■ Directive: Could you retype, character for character, everything in the records from the line containing "One point for each instance of the blue" through the final line, both included?

■ Listed entries:
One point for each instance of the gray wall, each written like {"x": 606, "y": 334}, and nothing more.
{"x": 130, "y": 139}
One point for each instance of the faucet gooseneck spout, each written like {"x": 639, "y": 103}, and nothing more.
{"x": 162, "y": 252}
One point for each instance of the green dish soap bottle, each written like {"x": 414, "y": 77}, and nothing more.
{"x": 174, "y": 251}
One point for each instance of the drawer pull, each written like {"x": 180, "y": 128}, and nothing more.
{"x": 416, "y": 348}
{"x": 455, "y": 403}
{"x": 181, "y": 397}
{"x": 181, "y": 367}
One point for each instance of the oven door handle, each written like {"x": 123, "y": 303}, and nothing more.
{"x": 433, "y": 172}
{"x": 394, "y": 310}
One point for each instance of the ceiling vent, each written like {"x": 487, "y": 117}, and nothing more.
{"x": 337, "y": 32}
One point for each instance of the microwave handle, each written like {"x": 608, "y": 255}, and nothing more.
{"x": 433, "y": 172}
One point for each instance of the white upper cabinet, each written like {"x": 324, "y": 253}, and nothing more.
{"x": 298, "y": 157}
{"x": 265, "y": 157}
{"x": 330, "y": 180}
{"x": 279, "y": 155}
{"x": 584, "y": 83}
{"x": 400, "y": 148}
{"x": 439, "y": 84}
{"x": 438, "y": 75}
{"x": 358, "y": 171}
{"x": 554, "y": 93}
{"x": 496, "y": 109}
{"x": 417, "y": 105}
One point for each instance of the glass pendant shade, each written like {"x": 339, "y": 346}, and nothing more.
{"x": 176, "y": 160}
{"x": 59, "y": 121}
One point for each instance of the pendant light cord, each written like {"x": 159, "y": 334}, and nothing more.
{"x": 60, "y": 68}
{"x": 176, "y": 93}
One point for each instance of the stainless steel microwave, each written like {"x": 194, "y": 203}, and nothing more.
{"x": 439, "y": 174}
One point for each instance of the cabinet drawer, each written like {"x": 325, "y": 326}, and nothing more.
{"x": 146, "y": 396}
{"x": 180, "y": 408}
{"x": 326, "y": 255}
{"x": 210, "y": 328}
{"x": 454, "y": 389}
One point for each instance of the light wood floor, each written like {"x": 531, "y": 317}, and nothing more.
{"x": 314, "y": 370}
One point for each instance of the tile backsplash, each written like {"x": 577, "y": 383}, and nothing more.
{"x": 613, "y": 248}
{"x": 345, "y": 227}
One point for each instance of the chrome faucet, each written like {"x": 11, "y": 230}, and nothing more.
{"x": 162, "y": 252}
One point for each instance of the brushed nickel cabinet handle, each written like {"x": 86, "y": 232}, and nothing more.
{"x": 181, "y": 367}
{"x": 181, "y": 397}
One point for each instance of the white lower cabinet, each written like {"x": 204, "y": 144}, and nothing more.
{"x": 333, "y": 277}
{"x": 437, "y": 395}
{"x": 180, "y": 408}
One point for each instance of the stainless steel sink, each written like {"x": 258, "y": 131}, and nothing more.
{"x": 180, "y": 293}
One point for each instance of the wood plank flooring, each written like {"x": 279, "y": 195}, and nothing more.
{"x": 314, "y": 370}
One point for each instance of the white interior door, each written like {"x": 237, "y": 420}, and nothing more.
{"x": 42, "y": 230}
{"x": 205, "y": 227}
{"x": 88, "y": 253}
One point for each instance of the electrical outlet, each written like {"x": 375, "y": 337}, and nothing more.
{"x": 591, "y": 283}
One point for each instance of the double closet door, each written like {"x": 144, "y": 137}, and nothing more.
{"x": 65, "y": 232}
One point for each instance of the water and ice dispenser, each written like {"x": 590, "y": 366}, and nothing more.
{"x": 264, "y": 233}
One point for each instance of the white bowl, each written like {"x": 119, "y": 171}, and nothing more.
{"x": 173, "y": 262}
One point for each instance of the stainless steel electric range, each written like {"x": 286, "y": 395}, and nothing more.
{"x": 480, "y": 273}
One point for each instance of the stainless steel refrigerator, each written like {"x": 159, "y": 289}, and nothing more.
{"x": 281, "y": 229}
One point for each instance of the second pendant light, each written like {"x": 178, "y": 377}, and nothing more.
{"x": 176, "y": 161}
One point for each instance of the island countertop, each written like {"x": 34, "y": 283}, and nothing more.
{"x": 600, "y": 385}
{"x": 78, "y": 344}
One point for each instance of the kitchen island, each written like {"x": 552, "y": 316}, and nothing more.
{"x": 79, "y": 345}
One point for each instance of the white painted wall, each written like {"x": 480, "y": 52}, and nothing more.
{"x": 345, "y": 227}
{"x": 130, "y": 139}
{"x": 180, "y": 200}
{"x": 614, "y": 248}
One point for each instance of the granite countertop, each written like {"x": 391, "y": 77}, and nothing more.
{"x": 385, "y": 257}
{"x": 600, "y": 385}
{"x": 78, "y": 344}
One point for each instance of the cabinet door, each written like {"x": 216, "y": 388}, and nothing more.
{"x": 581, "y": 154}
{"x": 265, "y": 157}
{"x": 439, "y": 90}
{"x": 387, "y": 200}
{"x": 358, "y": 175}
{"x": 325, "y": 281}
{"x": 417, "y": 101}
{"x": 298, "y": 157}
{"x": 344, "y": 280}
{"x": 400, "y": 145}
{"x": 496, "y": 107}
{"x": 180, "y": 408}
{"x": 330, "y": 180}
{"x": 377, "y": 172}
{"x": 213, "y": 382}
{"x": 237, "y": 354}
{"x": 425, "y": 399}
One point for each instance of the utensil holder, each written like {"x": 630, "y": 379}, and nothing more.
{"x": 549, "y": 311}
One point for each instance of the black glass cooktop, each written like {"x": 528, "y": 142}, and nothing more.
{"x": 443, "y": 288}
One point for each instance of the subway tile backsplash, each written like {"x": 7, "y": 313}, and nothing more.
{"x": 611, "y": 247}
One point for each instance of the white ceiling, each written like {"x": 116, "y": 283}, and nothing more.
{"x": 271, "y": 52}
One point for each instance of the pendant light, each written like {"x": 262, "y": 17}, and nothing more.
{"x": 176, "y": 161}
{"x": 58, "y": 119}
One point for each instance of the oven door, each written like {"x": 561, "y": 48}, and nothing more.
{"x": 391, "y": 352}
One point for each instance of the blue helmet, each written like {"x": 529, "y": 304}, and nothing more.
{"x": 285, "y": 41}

■ Correct result:
One point for each instance of the blue helmet, each written like {"x": 529, "y": 304}, and nothing more.
{"x": 285, "y": 41}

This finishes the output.